WHAT IS BEING ASKED.
Please report every line in the records below that contains the word "page", copying each such line in full.

MATERIAL FOR THE TASK.
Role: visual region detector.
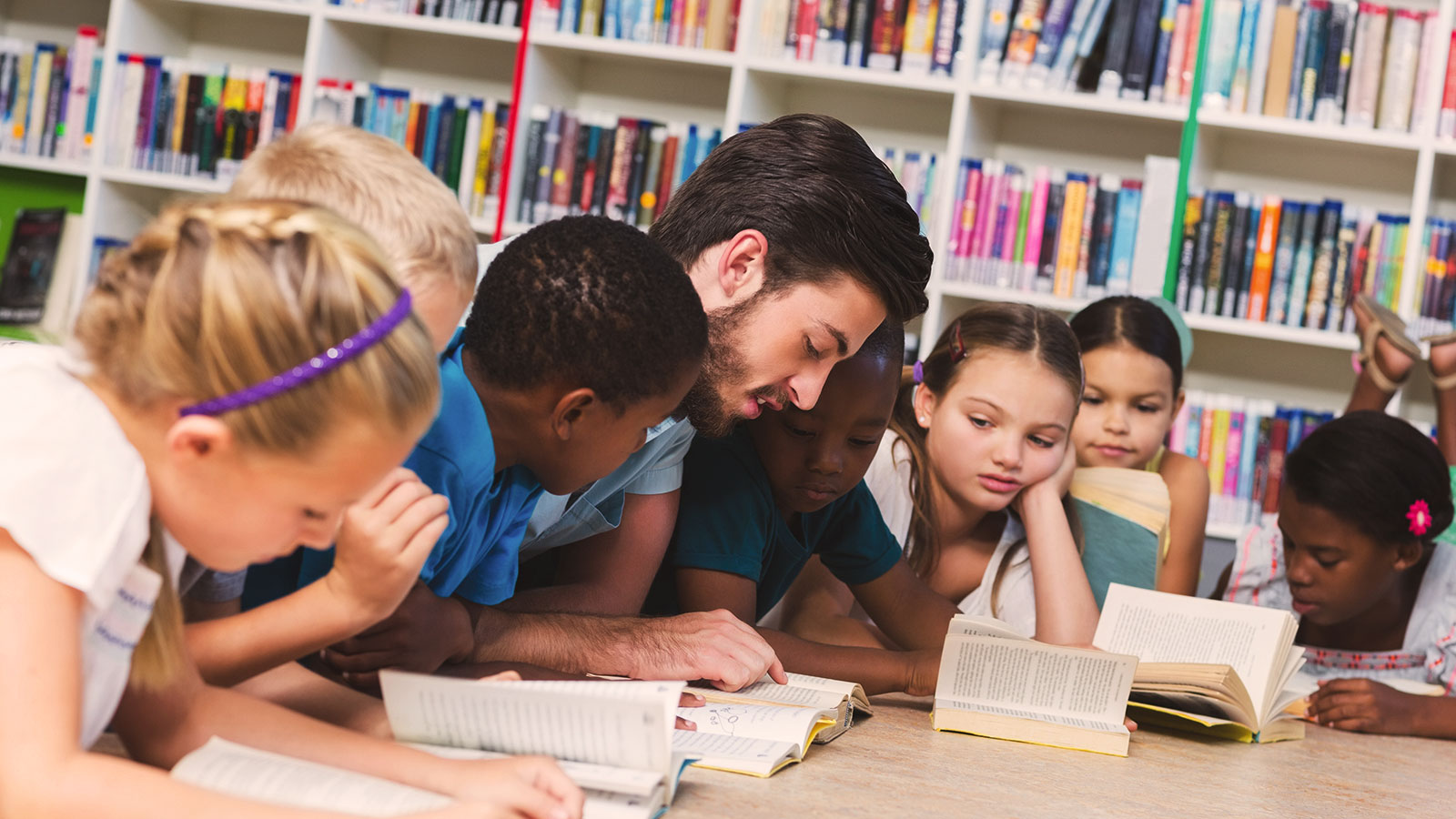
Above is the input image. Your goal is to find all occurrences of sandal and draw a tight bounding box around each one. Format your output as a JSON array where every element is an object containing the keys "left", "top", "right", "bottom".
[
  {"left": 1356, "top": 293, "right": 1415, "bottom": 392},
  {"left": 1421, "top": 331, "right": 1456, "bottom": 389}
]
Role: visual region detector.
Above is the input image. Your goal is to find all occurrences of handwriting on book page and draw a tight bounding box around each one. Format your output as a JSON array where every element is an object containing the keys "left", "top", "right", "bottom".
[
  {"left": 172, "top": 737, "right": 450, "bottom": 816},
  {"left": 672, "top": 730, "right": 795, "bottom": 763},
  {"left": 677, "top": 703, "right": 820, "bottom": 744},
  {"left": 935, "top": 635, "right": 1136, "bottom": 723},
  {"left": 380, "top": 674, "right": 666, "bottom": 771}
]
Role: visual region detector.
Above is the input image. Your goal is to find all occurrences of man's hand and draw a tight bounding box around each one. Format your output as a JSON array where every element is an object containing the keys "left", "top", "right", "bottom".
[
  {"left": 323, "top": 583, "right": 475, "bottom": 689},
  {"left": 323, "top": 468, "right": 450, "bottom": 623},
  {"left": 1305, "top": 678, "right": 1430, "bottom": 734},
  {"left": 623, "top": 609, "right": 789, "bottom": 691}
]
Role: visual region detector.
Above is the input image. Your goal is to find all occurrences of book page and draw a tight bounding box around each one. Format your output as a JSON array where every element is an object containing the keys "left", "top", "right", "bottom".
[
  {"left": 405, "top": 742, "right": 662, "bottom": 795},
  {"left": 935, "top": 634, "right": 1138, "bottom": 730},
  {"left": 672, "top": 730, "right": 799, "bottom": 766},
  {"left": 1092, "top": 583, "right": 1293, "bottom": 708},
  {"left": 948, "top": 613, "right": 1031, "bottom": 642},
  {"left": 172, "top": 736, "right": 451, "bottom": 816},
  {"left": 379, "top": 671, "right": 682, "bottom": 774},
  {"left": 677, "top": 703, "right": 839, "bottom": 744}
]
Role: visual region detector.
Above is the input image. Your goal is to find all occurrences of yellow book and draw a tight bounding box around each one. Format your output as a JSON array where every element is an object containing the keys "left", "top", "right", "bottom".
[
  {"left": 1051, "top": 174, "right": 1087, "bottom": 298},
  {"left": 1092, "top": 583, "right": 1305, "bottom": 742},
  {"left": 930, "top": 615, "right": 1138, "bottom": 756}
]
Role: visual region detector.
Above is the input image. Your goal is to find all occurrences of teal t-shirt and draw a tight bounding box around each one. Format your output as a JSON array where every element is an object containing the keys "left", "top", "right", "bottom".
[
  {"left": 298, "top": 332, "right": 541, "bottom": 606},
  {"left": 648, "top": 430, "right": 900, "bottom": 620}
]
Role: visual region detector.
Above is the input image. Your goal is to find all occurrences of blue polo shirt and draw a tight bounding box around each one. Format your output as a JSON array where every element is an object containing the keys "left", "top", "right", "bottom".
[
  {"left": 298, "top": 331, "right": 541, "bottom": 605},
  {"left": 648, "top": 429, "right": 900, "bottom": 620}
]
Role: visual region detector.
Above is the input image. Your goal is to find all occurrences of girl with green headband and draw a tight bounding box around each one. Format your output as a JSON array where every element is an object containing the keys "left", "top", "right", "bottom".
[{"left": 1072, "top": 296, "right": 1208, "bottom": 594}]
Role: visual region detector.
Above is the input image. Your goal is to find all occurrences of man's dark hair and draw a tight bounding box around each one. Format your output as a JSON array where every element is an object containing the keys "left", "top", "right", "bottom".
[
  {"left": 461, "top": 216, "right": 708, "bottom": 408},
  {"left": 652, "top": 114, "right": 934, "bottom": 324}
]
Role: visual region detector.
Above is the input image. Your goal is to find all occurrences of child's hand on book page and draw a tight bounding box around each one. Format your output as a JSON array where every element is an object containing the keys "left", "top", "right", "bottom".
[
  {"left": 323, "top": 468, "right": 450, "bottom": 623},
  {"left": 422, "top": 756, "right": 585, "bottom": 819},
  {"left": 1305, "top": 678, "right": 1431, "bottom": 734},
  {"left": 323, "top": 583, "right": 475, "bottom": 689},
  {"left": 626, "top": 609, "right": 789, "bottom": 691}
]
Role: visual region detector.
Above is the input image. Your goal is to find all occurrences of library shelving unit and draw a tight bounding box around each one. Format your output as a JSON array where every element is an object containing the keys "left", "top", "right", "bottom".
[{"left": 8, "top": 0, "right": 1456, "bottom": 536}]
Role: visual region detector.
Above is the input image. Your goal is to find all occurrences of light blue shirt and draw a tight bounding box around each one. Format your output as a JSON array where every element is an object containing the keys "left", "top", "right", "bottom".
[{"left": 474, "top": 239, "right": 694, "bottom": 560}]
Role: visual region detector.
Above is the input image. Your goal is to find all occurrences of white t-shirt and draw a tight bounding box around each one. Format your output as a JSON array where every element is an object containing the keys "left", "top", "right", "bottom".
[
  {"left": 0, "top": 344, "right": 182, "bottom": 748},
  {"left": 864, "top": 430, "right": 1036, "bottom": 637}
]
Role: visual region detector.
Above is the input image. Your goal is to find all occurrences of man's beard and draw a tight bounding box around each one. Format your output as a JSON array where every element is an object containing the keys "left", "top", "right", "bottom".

EXERCISE RESPONSE.
Above is the input image. Your goal is to find all occurrences of handwriting on book page and draw a tight bounding box around each one. Format your output as a JSON array where every element is an object containing the keys "left", "top", "right", "bottom".
Above is the input image. Your goal is to find all occurrences of book page and draw a tight bounding box around each one. Format your output as a JSON array where every element is an object containing the keys "left", "top", "right", "bottom".
Above is the input image. Your goal is to find all occurrences of child's hand on book page and draw a tight bounding box around each one. Format your output as a JSON array where every element is an object containing the keys "left", "top", "right", "bottom".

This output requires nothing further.